What is required: Every entry is to be transcribed as it stands. Images stay out.

*** Opening of Records for this task ***

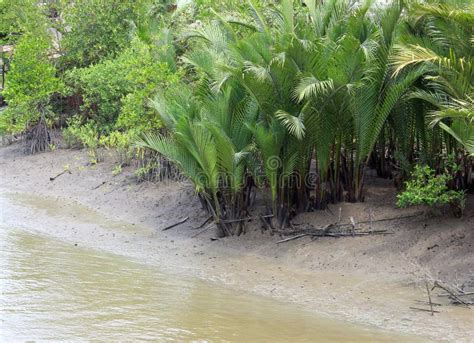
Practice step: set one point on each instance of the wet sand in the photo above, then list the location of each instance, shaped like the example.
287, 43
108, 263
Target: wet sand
362, 280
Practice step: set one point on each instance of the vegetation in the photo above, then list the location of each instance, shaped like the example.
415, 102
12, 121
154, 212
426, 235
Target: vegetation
297, 97
426, 188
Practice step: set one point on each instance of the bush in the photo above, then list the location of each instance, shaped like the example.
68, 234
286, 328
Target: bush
95, 29
85, 135
115, 92
427, 188
120, 146
31, 82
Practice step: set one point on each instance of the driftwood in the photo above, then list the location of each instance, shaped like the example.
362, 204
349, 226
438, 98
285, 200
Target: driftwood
229, 221
429, 298
52, 178
175, 224
203, 230
325, 231
203, 223
423, 309
452, 295
99, 185
458, 294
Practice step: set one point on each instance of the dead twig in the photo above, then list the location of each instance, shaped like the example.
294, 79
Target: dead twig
100, 185
203, 223
292, 238
429, 297
175, 224
423, 309
453, 295
61, 173
203, 230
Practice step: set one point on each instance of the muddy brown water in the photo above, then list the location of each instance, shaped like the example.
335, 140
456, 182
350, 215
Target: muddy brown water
53, 290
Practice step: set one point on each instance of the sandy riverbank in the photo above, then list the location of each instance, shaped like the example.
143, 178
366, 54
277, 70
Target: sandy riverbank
369, 280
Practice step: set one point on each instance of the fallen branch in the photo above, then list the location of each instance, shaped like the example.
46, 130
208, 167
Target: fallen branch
100, 185
325, 233
457, 294
429, 297
203, 230
292, 238
265, 223
229, 221
423, 309
175, 224
203, 223
453, 295
61, 173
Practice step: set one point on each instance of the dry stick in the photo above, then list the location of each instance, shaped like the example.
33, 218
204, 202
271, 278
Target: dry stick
335, 234
268, 227
175, 224
423, 309
203, 230
459, 294
293, 238
429, 297
437, 284
427, 303
61, 173
353, 225
378, 220
100, 185
229, 221
203, 223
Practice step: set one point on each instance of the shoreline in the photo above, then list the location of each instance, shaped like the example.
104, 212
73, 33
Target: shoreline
338, 278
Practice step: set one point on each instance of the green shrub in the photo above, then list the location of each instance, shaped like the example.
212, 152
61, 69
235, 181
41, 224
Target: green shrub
85, 135
120, 146
97, 29
427, 188
31, 82
116, 91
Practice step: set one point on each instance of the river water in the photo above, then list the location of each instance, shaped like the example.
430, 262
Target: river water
53, 290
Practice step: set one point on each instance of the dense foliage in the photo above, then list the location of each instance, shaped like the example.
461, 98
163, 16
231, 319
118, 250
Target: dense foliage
297, 97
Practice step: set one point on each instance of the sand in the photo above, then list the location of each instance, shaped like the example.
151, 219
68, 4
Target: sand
366, 280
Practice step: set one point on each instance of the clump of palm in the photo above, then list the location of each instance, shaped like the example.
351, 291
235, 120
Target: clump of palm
440, 37
207, 137
287, 91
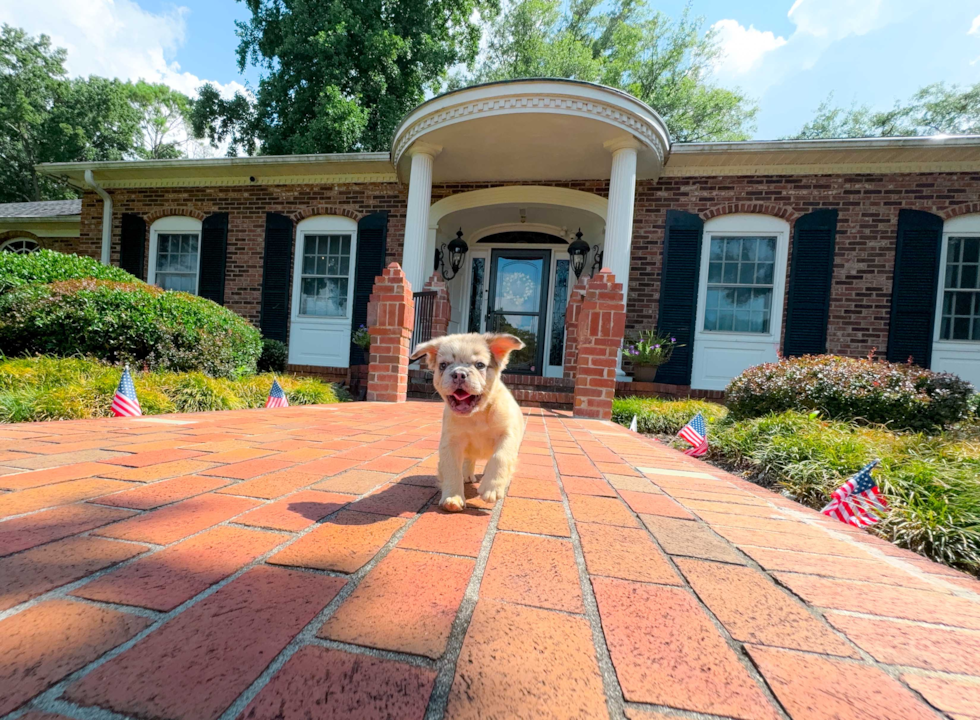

*** Close of Records for this task ***

Response to the exercise:
Practice step: set one point on each instance of the wet sand in the photo above, then list the location of each instance, shaped like the example.
287, 43
108, 263
Target: wet sand
362, 280
Practice step: set one point on each instance of the vegetation in the photo above, then list the location of each instance, shaped like the example.
415, 102
12, 121
154, 212
426, 235
Target: vegetation
297, 97
426, 188
Practice step: set one point on each instance of the bush in the photo above, then list the location of each instance, shaped like the example.
68, 234
286, 328
Target: bush
95, 29
85, 135
115, 92
427, 188
120, 146
31, 82
Practice step: set one point on each instance of the driftwood in the photo above, then list the location of each instance, shaped like the example.
362, 204
349, 226
438, 98
285, 200
Target: driftwood
229, 221
429, 298
52, 178
175, 224
203, 230
325, 231
203, 223
423, 309
452, 295
99, 185
458, 294
Practice step: set one point on each instance of the dead twig in the photo above, then list the location of each instance, shaped like the example.
294, 79
Target: dead twig
100, 185
203, 223
292, 238
429, 297
175, 224
423, 309
453, 295
61, 173
203, 230
Practice step: set one point on each instance of the muddy brown water in the photo above, then list the location of each instance, shaped like the example.
335, 140
456, 182
350, 215
Target: muddy brown water
53, 290
Practice step: set one point on each instance of the sandy riverbank in the photo above, then list the location of each instance, shaped like the example.
143, 178
366, 54
277, 70
Target: sandy riverbank
369, 280
Practice step: set one point on each instance of the fallen branch in the photo above, then list the location of each instance, shaped like the example.
46, 130
208, 167
Target: fallen branch
100, 185
325, 233
457, 294
429, 297
203, 230
292, 238
265, 223
229, 221
423, 309
175, 224
203, 223
453, 295
61, 173
Practice step: set one point on each instance of the dry stick in the photo above, then list the location of each instance, shaped like the example.
33, 218
204, 202
271, 278
Target: dry stick
335, 234
268, 227
175, 224
423, 309
203, 230
459, 294
293, 238
429, 297
437, 284
427, 303
61, 173
353, 225
378, 220
100, 185
229, 221
203, 223
Practice step: set one point on each instance of the shoreline in the photo above, then list the location of each instance, shaped like the example.
104, 212
73, 33
Target: shoreline
338, 278
Practice step: set one point on each instance of the green shrub in the photo above, then list the location of each instance, shaped like the example.
212, 152
61, 69
235, 181
41, 224
Target: green shrub
85, 135
120, 146
97, 29
427, 188
31, 82
116, 91
Practice step: set one point on each instance of the river water in the photo above, then list the location of each instance, shaped like the example.
430, 262
Target: river water
53, 290
Practice step: set one point on each instance of the dense foliage in the photo above, then list the location of each instance, shaped like the example.
461, 98
163, 16
231, 319
118, 250
Target: dense foliage
297, 97
Practice step: set one point on each instance of the sand in the photo above, then list the location of each instance, shaped like the example.
151, 219
68, 4
Target: sand
366, 280
Practice step: set one point on each instance of the clump of palm in the photo above, then list the location of each instance, shaped like the example.
351, 291
235, 120
Target: clump of palm
440, 37
207, 137
287, 91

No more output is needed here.